**Qué hacer**
Suma -105 a cada coordenada de los cuadros delimitadores y reescribe completas las líneas de los datos, empezando por la que contiene "Quick check: Given the image above, locate every dark" y siguiendo hasta la que contiene "0, 0, 412, 302", ambas incluidas. Entrega únicamente esas líneas.

**Datos enumerados**
-------------------------
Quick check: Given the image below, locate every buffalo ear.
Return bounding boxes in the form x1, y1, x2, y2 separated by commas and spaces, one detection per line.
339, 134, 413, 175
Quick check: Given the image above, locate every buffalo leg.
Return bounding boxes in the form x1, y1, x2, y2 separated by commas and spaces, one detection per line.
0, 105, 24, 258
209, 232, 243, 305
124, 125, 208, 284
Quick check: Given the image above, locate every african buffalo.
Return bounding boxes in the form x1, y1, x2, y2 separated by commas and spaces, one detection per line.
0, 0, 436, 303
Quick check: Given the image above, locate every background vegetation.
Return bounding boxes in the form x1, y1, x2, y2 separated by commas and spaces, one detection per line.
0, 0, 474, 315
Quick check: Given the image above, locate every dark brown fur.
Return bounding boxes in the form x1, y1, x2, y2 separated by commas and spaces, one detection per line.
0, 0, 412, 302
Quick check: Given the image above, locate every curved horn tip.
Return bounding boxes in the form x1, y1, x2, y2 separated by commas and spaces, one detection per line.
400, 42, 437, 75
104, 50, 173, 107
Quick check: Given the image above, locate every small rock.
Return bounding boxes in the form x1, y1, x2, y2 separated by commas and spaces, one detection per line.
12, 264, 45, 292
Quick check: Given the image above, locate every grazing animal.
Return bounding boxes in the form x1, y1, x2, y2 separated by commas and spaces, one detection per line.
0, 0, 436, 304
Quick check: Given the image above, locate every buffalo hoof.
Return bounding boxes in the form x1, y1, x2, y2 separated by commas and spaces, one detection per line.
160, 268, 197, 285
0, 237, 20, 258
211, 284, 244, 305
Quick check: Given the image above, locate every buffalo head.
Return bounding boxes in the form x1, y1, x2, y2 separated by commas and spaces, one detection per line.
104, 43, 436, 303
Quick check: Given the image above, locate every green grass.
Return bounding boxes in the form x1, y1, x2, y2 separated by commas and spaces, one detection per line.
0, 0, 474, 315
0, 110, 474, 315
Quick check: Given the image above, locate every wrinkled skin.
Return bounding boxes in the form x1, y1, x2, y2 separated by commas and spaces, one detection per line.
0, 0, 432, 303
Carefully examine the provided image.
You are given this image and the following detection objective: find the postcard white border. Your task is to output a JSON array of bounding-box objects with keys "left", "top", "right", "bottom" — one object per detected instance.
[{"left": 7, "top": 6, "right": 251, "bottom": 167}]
-------------------------
**Tarea resuelta**
Quick check: Given the image above, locate every dark brown fur.
Return bounding boxes in the form x1, y1, x2, y2 separated by commas and spaces, one detection per line.
-105, -105, 307, 197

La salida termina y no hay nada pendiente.